Testo fornito »
Una lettera indirizzata al governo da Malagò, Gravina e Dal Pino chiede di accelerare e facilitare la costruzione di nuovi stadi, concepiti per essere proprietà dei club e presentati come un’opportunità di rilancio per il calcio e il paese. Ma il ragionamento si basa su troppe semplificazioni e omissioni
- I presidenti di Coni, Figc e Lega Serie A chiedono a Conte e ai ministri interessati (Gualtieri, Spadafora e Franceschini) di semplificare al massimo l’iter per la costruzione di nuovi impianti, propagandando i benefici effetti per fiscalità dello stato e occupazione.
- I dati si basano su studi di fattibilità che provano a prevedere il futuro. Esistono però studi di fattualità che ex post hanno valutato, in ogni contesto nazionale, i reali e poverissimi effetti della Stadium Economy.
- Effetti economici e occupazionali per i territori: da zero a zero. Con rischi enormi di costi fiscali per la collettività. E il solo, vero caso di stadio nuovo e privato in Italia (il Giglio di reggio Emilia) è un fiasco clamoroso.

Esercizio scritto 1 »
Nel testo fornito, sostituisci "impianti" con "strutture" e riscrivi il tratto da "Una lettera indirizzata" fino a "della Stadium Economy.".
Il testo fornito e i record non hanno alcun legame fra loro.

Record archiviati »
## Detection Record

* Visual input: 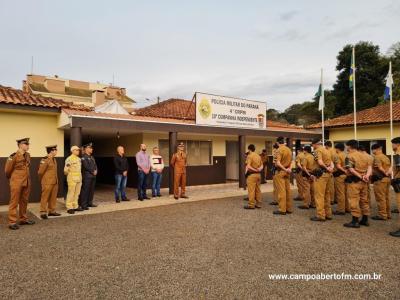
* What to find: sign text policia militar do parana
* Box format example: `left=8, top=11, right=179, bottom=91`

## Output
left=195, top=92, right=267, bottom=129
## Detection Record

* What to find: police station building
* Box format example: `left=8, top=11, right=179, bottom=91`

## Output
left=0, top=86, right=320, bottom=204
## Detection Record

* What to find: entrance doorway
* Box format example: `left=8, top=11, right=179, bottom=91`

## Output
left=226, top=141, right=239, bottom=180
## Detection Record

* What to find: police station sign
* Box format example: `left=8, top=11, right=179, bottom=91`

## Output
left=195, top=92, right=267, bottom=129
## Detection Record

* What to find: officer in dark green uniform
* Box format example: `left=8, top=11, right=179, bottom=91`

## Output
left=79, top=143, right=97, bottom=210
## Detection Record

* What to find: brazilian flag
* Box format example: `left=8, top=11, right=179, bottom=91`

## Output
left=349, top=47, right=356, bottom=90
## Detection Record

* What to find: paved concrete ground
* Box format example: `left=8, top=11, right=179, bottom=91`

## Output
left=26, top=183, right=280, bottom=218
left=0, top=194, right=400, bottom=299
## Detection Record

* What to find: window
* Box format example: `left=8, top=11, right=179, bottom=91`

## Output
left=334, top=140, right=386, bottom=154
left=158, top=140, right=212, bottom=166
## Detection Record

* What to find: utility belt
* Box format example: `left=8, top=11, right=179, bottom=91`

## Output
left=371, top=174, right=388, bottom=183
left=271, top=166, right=276, bottom=176
left=344, top=175, right=362, bottom=183
left=311, top=168, right=327, bottom=178
left=292, top=168, right=302, bottom=174
left=391, top=178, right=400, bottom=194
left=244, top=171, right=261, bottom=178
left=332, top=170, right=346, bottom=177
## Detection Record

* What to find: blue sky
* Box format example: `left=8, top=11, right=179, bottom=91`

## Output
left=0, top=0, right=400, bottom=110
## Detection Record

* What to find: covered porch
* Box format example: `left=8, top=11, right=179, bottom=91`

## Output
left=59, top=110, right=320, bottom=193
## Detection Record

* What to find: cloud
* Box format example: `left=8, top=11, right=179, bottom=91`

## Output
left=279, top=10, right=299, bottom=22
left=326, top=20, right=384, bottom=39
left=256, top=28, right=307, bottom=42
left=128, top=71, right=335, bottom=110
left=276, top=29, right=307, bottom=42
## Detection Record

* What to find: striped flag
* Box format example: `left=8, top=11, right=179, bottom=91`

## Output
left=383, top=63, right=393, bottom=100
left=349, top=47, right=356, bottom=90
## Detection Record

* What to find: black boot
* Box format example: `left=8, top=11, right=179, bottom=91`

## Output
left=360, top=216, right=369, bottom=226
left=389, top=229, right=400, bottom=237
left=343, top=216, right=360, bottom=228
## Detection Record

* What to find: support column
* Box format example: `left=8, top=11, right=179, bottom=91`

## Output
left=168, top=132, right=178, bottom=195
left=70, top=127, right=82, bottom=147
left=238, top=135, right=246, bottom=189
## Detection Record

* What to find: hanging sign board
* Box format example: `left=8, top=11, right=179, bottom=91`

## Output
left=195, top=92, right=267, bottom=129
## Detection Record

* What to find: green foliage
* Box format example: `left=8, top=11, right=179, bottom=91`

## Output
left=333, top=42, right=388, bottom=117
left=276, top=41, right=400, bottom=125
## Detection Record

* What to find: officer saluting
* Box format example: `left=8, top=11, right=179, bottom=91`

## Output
left=38, top=145, right=61, bottom=220
left=79, top=143, right=97, bottom=210
left=5, top=138, right=35, bottom=230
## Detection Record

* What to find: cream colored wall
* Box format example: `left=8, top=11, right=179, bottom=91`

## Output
left=0, top=110, right=64, bottom=157
left=246, top=137, right=274, bottom=153
left=94, top=133, right=143, bottom=157
left=329, top=124, right=400, bottom=154
left=143, top=133, right=273, bottom=156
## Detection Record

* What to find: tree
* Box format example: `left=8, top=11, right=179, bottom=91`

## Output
left=385, top=42, right=400, bottom=100
left=333, top=42, right=388, bottom=117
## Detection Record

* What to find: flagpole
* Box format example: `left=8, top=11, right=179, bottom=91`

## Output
left=319, top=68, right=325, bottom=145
left=352, top=46, right=357, bottom=140
left=389, top=61, right=393, bottom=179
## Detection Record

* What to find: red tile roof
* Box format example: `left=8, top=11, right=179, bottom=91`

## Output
left=307, top=101, right=400, bottom=129
left=134, top=99, right=196, bottom=120
left=0, top=85, right=90, bottom=110
left=134, top=99, right=301, bottom=129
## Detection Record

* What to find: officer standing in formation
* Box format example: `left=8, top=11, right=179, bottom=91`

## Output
left=344, top=140, right=372, bottom=228
left=38, top=145, right=61, bottom=220
left=389, top=137, right=400, bottom=238
left=294, top=147, right=305, bottom=201
left=298, top=146, right=318, bottom=209
left=170, top=143, right=189, bottom=200
left=371, top=144, right=392, bottom=221
left=79, top=143, right=97, bottom=210
left=333, top=143, right=350, bottom=215
left=273, top=137, right=293, bottom=215
left=325, top=141, right=336, bottom=204
left=244, top=144, right=264, bottom=209
left=310, top=139, right=333, bottom=222
left=64, top=146, right=83, bottom=214
left=5, top=138, right=35, bottom=230
left=270, top=143, right=279, bottom=205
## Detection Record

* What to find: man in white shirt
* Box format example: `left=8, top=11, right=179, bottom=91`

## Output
left=150, top=147, right=164, bottom=197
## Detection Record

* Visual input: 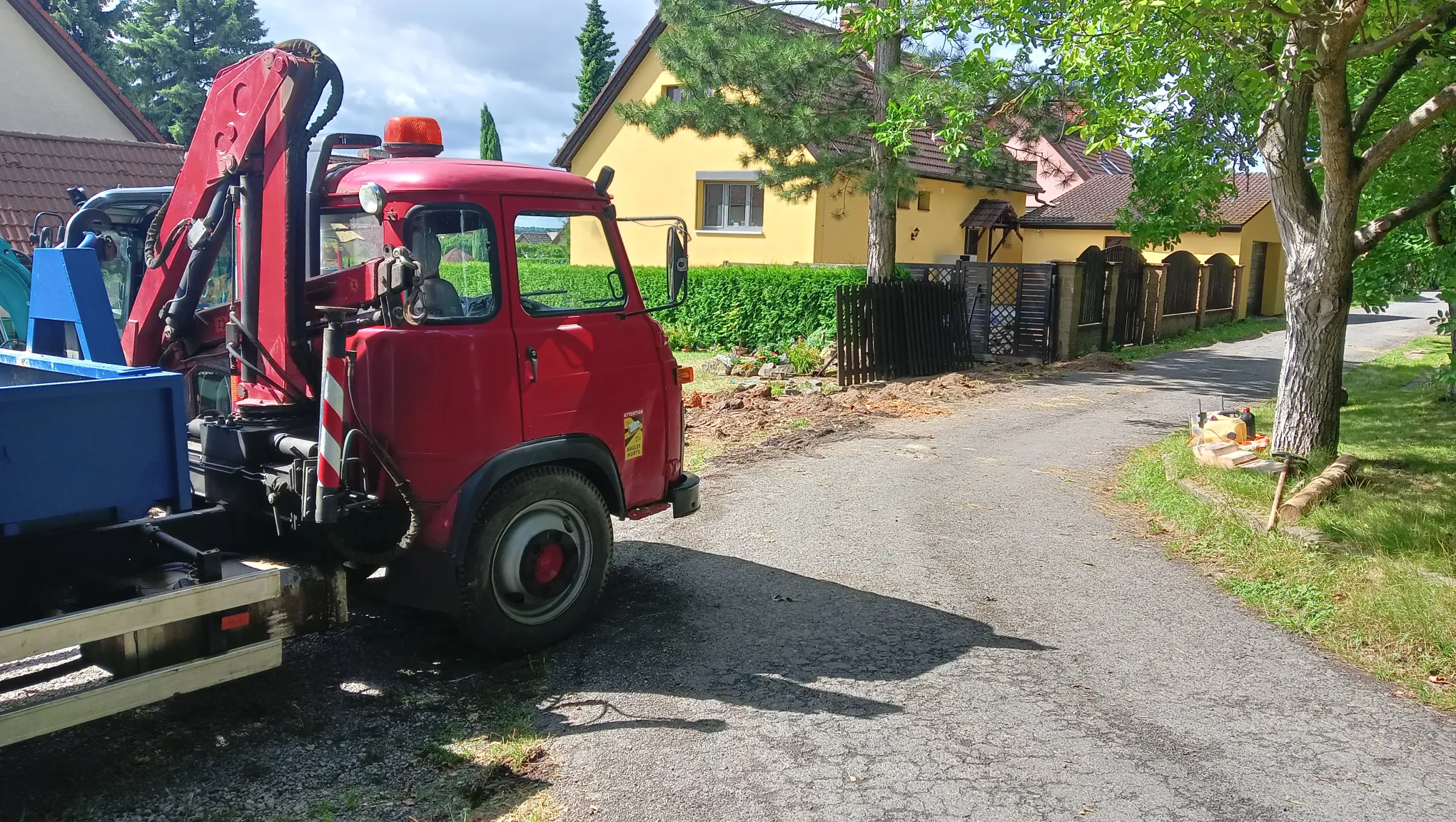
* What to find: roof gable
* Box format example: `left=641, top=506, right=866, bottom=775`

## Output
left=0, top=131, right=182, bottom=253
left=552, top=7, right=1041, bottom=193
left=7, top=0, right=168, bottom=143
left=1021, top=173, right=1270, bottom=230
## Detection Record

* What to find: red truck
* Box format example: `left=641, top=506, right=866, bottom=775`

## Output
left=0, top=41, right=699, bottom=745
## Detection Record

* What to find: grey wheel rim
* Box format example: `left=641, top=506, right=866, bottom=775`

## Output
left=490, top=499, right=595, bottom=626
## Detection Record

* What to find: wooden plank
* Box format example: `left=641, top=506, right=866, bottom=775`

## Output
left=0, top=639, right=283, bottom=748
left=0, top=570, right=281, bottom=664
left=1278, top=454, right=1360, bottom=522
left=834, top=285, right=846, bottom=387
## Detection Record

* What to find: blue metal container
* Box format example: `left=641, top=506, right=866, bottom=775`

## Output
left=0, top=350, right=192, bottom=538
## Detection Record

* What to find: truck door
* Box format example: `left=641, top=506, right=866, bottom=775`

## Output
left=502, top=196, right=667, bottom=507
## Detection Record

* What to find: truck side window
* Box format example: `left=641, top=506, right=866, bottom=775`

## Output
left=319, top=211, right=385, bottom=275
left=515, top=211, right=627, bottom=317
left=406, top=203, right=500, bottom=322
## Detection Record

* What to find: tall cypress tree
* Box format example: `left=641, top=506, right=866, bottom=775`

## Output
left=118, top=0, right=268, bottom=146
left=480, top=103, right=501, bottom=160
left=577, top=0, right=617, bottom=122
left=41, top=0, right=131, bottom=79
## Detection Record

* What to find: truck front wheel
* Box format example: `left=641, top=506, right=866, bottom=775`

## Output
left=460, top=465, right=612, bottom=653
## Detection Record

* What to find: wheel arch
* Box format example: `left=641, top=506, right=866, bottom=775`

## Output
left=450, top=434, right=626, bottom=560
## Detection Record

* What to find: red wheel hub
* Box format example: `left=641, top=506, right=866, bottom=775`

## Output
left=533, top=543, right=567, bottom=585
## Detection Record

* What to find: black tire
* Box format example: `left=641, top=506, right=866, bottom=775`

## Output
left=460, top=465, right=612, bottom=656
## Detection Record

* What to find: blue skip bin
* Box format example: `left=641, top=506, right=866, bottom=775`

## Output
left=0, top=350, right=192, bottom=539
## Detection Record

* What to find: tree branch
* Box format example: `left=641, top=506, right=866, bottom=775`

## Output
left=1351, top=39, right=1431, bottom=140
left=1360, top=83, right=1456, bottom=186
left=1355, top=159, right=1456, bottom=255
left=1350, top=3, right=1456, bottom=60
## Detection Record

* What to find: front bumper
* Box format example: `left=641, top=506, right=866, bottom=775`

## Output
left=667, top=472, right=699, bottom=519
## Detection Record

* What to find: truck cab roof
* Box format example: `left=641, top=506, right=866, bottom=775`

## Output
left=329, top=157, right=602, bottom=199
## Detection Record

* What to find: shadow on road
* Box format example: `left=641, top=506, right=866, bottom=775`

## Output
left=545, top=543, right=1047, bottom=734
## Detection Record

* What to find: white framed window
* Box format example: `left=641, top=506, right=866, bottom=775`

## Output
left=703, top=182, right=763, bottom=233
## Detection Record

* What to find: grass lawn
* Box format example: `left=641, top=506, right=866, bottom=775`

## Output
left=1118, top=336, right=1456, bottom=710
left=1116, top=317, right=1284, bottom=360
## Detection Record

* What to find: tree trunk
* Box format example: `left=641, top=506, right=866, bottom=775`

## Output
left=868, top=7, right=900, bottom=283
left=1260, top=24, right=1360, bottom=457
left=1273, top=220, right=1353, bottom=455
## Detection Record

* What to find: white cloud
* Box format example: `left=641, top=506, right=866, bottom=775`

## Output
left=258, top=0, right=655, bottom=164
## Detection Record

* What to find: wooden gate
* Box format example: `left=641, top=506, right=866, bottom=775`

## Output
left=834, top=279, right=971, bottom=385
left=1078, top=246, right=1106, bottom=326
left=1248, top=243, right=1270, bottom=317
left=1158, top=252, right=1201, bottom=314
left=1105, top=246, right=1146, bottom=345
left=961, top=262, right=1057, bottom=362
left=1203, top=253, right=1238, bottom=311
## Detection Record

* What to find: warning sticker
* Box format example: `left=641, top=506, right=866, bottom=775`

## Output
left=622, top=410, right=642, bottom=460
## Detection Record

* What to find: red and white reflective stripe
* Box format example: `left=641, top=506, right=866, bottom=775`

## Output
left=319, top=357, right=348, bottom=497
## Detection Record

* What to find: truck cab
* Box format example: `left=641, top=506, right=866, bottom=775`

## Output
left=0, top=41, right=699, bottom=745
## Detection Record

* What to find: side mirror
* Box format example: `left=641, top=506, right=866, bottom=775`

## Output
left=667, top=225, right=687, bottom=305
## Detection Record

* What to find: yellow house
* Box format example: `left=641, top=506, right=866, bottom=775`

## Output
left=1021, top=175, right=1284, bottom=317
left=552, top=14, right=1041, bottom=266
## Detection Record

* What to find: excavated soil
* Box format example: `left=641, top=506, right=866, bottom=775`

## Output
left=687, top=371, right=1009, bottom=464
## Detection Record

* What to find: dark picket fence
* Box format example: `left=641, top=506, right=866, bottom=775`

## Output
left=834, top=279, right=971, bottom=385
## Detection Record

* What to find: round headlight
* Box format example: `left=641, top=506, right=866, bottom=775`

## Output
left=360, top=183, right=385, bottom=217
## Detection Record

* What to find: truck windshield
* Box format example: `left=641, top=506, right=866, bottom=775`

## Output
left=514, top=211, right=627, bottom=315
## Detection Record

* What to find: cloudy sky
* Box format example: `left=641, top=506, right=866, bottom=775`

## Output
left=258, top=0, right=657, bottom=166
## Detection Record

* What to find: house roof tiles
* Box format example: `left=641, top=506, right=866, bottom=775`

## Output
left=552, top=0, right=1041, bottom=193
left=1021, top=173, right=1270, bottom=228
left=0, top=131, right=182, bottom=253
left=1048, top=134, right=1133, bottom=181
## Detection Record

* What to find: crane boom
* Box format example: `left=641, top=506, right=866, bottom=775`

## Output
left=122, top=41, right=326, bottom=402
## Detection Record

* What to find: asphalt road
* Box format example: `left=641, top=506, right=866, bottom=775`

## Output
left=542, top=296, right=1456, bottom=822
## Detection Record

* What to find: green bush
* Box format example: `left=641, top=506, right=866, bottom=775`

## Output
left=520, top=260, right=865, bottom=347
left=515, top=243, right=571, bottom=263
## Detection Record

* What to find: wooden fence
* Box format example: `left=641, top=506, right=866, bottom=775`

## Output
left=834, top=279, right=971, bottom=385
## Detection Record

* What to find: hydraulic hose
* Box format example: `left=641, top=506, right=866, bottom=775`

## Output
left=330, top=346, right=425, bottom=564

Esercizio scritto 2 »
Riporta invariato il tratto dei record che va dal loro inizio fino alla riga contenente "left=226, top=141, right=239, bottom=180", estremi compresi, tralasciando le immagini.

Risposta 1 »
Una lettera indirizzata al governo da Malagò, Gravina e Dal Pino chiede di accelerare e facilitare la costruzione di nuovi stadi, concepiti per essere proprietà dei club e presentati come un’opportunità di rilancio per il calcio e il paese. Ma il ragionamento si basa su troppe semplificazioni e omissioni
- I presidenti di Coni, Figc e Lega Serie A chiedono a Conte e ai ministri interessati (Gualtieri, Spadafora e Franceschini) di semplificare al massimo l’iter per la costruzione di nuovi strutture, propagandando i benefici effetti per fiscalità dello stato e occupazione.
- I dati si basano su studi di fattibilità che provano a prevedere il futuro. Esistono però studi di fattualità che ex post hanno valutato, in ogni contesto nazionale, i reali e poverissimi effetti della Stadium Economy.

Risposta 2 »
## Detection Record

* Visual input: 
* What to find: sign text policia militar do parana
* Box format example: `left=8, top=11, right=179, bottom=91`

## Output
left=195, top=92, right=267, bottom=129
## Detection Record

* What to find: police station building
* Box format example: `left=8, top=11, right=179, bottom=91`

## Output
left=0, top=86, right=320, bottom=204
## Detection Record

* What to find: entrance doorway
* Box format example: `left=8, top=11, right=179, bottom=91`

## Output
left=226, top=141, right=239, bottom=180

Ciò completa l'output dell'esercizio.